··· DATA SECTION

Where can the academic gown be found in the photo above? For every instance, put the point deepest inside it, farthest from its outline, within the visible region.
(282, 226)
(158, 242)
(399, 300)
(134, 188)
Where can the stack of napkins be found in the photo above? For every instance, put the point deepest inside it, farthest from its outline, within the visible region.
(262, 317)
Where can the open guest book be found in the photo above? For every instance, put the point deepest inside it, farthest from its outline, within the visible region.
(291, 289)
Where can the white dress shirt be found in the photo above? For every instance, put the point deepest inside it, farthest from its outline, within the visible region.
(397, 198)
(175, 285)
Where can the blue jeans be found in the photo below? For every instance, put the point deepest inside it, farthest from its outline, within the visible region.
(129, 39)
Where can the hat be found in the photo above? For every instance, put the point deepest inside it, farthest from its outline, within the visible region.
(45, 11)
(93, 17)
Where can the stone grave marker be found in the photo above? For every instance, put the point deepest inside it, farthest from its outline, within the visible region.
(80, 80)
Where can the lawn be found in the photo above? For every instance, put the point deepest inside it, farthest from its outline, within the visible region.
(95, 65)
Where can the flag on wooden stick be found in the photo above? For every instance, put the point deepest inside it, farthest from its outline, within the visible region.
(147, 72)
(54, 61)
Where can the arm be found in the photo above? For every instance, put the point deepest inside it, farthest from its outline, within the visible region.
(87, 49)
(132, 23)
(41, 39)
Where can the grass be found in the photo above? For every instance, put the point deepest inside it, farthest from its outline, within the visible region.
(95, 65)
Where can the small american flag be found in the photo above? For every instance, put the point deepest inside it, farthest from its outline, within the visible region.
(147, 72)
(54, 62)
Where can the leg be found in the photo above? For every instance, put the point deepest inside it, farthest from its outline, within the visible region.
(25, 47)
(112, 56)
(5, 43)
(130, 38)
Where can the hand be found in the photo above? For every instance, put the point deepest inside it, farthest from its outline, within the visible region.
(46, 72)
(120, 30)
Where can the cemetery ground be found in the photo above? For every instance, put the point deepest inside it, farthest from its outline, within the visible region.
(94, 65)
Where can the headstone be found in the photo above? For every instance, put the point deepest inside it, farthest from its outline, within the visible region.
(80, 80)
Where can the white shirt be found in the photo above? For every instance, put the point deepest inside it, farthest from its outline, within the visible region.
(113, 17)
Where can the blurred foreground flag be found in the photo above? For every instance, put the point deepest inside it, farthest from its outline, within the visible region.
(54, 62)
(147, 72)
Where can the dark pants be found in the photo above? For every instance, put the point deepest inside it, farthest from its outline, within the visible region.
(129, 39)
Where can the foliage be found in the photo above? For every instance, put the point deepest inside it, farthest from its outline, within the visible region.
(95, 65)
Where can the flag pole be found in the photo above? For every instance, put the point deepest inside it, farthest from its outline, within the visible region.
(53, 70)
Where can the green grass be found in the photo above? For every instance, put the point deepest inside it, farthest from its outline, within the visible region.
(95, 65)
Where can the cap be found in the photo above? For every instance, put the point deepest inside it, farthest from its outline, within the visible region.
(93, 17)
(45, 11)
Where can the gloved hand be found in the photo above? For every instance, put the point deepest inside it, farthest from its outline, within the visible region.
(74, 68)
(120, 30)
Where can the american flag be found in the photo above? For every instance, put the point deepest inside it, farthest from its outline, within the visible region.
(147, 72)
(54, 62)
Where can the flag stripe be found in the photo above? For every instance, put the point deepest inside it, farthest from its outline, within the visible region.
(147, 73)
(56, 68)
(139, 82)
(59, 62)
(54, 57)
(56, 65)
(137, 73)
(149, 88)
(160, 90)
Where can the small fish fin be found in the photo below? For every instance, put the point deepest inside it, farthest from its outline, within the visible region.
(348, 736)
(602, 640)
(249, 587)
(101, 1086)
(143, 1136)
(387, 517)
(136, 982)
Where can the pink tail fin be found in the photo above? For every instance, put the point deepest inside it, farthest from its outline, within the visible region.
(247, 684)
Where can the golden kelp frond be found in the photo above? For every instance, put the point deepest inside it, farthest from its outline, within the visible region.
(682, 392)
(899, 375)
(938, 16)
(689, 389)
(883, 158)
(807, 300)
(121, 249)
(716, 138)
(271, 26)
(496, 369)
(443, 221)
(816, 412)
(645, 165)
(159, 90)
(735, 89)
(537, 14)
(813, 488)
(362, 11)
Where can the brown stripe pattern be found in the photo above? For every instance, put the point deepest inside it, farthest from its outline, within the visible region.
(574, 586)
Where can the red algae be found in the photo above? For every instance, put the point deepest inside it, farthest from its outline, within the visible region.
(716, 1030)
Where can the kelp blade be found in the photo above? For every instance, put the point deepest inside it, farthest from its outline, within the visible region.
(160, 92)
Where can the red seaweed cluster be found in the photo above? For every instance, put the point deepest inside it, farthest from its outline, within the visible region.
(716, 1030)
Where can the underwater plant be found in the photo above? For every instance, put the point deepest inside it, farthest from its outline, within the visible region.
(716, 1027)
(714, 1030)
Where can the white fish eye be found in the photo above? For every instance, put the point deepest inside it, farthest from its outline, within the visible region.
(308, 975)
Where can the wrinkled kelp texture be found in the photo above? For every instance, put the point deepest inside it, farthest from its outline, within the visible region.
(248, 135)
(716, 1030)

······

For every line in the material, write out an exact copy.

Where can the academic gown be found in the photo above? For every instance, put the point deepest inside it, farthest from its outline, within the visible region.
(282, 226)
(158, 242)
(399, 300)
(134, 188)
Where can the stack of napkins be found in the photo above? For every instance, put the point deepest inside it, farthest from its outline, within the visible region.
(262, 317)
Where can the open guest book be found in the photo above? For every instance, put the point deepest inside it, farthest from its outline, within the visible region.
(291, 289)
Where can the white dress shirt be found in the photo above? For every instance, put the point deepest inside it, farthest from its outline, within the visible region.
(397, 198)
(175, 285)
Where can the blue jeans be found in the photo below? For every instance, put the point deepest inside it, farthest from its outline, within the visible region.
(129, 39)
Where can the hat be found in the photo above? For every instance, put the point deepest inside it, farthest from its outline, within the visible region.
(45, 11)
(93, 17)
Where can the stone grave marker be found in the photo above? For every instance, put the point deepest inside it, farthest from its outline, within the visible region.
(80, 80)
Where can the lawn be found in the photo above? For every instance, put the point deepest inside it, farthest from its outline, within the visible region.
(95, 65)
Where can the flag on wooden stick be found in the photo above? For every instance, put the point deepest inside it, farthest from its outline, within the visible region.
(147, 72)
(54, 61)
Where can the arm be found in the photo above? For every instance, put the point deepest inside it, farthest from its outline, within the visible region.
(87, 49)
(132, 23)
(41, 39)
Where can the grass be found in the photo above? For every instance, put the point deepest inside it, farthest from its outline, within the visible region.
(95, 65)
Where can the small american flag be found in the photo above? For every instance, put the point deepest inside it, farthest from its outline, within the visible region.
(147, 72)
(54, 62)
Where can the leg be found in the photo above? For every instance, put the point deepest inside it, farthest from its outline, within the visible region.
(25, 47)
(112, 56)
(5, 43)
(130, 38)
Where can the hand be found in the photo above? For every instance, put the point deepest inside it, farthest from its outline, within the visible region.
(46, 72)
(120, 30)
Where can the cemetery ground be found in the photo above? For every instance, put the point deepest inside it, farthest from its outline, within the visible region.
(94, 65)
Where can the headstone be found in the photo above? For every instance, put the point deepest inside it, farthest from its outline, within the visible region.
(80, 80)
Where can the white shirt be found in the photo above? For every instance, put the point deepest inside it, farthest from its outline, within the visible region.
(113, 17)
Where can the blurred foreground flag be found in the photo above? For every instance, put the point deepest inside it, farthest from its outline, within the visible region.
(54, 62)
(147, 72)
Where can the dark pants be found in the photo above? For every instance, put the point deepest inside it, farthest from its outline, within the visible region.
(129, 39)
Where can the foliage be found in the photo above? For every instance, put the point deepest inside it, farthest from its outline, within the visible region.
(95, 65)
Where can the flag pole be found in the photo above? For every instance, put the point deepest inside it, farthest from its outline, within the visible region.
(53, 70)
Where can the green grass be found in the photo above? For every instance, put the point deepest inside it, farthest from its outline, within the visible region.
(95, 65)
Where can the cap be found in the photo above? For every instance, put the point deepest inside it, farthest from its outline, within the visible region.
(93, 17)
(45, 11)
Where can the gloved hand be found in the photo above? For every instance, put the point deepest inside it, farthest from its outline, within the visible region.
(74, 68)
(120, 30)
Where can the american flag be found in the photo above? For every instance, put the point deepest inside it, farthest from its outline, within the visible region.
(147, 72)
(54, 62)
Where can the flag stripe be found in the photo above? For every instance, put the point deepest inside it, farthest from its outline, within the visible region.
(147, 73)
(56, 68)
(139, 82)
(59, 62)
(54, 57)
(56, 65)
(137, 73)
(149, 88)
(160, 90)
Where can the small fish fin be found in the photo below? For every instance, put the point deepest inside it, farthest from its outline, within the visible region.
(348, 736)
(602, 640)
(249, 587)
(101, 1086)
(143, 1136)
(387, 517)
(136, 982)
Where can the pink tail fin be found in the photo above? For every instance, put the point deepest inside it, farthest from its outline, within the visible region.
(247, 684)
Where can the golden kelp frond be found in the photo above? For every instance, put the point deepest inside it, farthest from its outline, within the visible region.
(682, 392)
(899, 375)
(938, 16)
(689, 389)
(883, 158)
(807, 300)
(121, 249)
(716, 138)
(271, 26)
(496, 369)
(443, 221)
(816, 412)
(645, 165)
(159, 90)
(735, 89)
(537, 14)
(813, 488)
(362, 11)
Where can the brown stripe pattern be found in the photo above? For every instance, put the point deepest inside it, farthest from its outline, within the visible region.
(574, 586)
Where can the red algae be found in the photo above? For every instance, put the point deepest inside it, farthest from its outline, within the visible region.
(716, 1030)
Where can the kelp blade be found in the photo above? For every instance, put the point deepest inside it, farthest from its outline, within the visible region.
(160, 92)
Where can the red seaweed cluster be found in the photo above? For every instance, put the point deepest inside it, farthest from its outline, within the visible region.
(716, 1030)
Where can the underwater plant be found in the photo above? For every instance, put the point deepest inside it, farthest from its outline, within the visible region.
(716, 1027)
(714, 1030)
Where can the white fish eye be found in the photo above? For every instance, put the point deepest inside it, farthest from its outline, within the visible region.
(308, 975)
Where can the wrinkled kelp texture be found in the photo above? For every instance, put the point deepest inside it, farthest from its outline, within the visible region.
(248, 135)
(716, 1030)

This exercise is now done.